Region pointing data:
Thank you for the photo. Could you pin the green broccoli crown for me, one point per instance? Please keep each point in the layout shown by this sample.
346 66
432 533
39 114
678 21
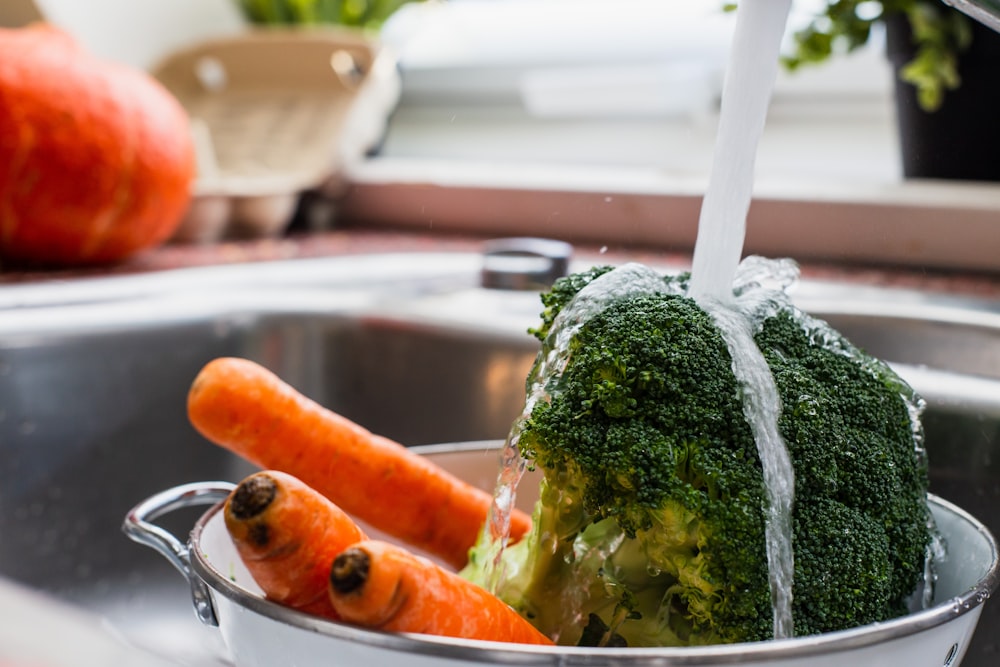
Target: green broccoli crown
653 502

= Problem description =
Transcribe the entries above verbatim, omitting their pictures.

= Solution for this problem =
Thank you for the photo. Could you pin the green broccoli crown for me, one point per instance? Please keep each point in the layout shown by this sample.
346 66
432 533
39 114
678 21
Target: green broccoli crown
653 502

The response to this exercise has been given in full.